## start RAW DATA
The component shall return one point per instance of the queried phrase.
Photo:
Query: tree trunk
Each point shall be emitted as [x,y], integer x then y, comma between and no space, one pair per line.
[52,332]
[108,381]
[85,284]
## end RAW DATA
## start RAW DATA
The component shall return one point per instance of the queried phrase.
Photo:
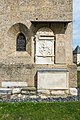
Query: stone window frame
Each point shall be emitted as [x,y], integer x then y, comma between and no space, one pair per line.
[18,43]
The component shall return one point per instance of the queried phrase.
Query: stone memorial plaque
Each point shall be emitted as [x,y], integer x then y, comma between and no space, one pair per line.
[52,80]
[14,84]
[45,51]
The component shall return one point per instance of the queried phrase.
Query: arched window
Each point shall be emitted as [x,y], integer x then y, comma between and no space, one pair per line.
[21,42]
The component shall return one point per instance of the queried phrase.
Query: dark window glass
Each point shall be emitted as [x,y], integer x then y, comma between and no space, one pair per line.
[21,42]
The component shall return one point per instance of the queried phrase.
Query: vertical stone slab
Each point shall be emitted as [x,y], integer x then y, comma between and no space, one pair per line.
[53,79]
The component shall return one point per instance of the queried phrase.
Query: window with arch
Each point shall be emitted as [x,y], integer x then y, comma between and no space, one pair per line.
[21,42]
## end RAW DATA
GIVEN PROBLEM. Pull out every line of the data above that contains the string "Query", matching case exactly.

EXERCISE SOLUTION.
Query: tree trunk
Query: stone window frame
Query: stone memorial plaque
Query: arched window
Query: dark window glass
Query: vertical stone slab
Query: window with arch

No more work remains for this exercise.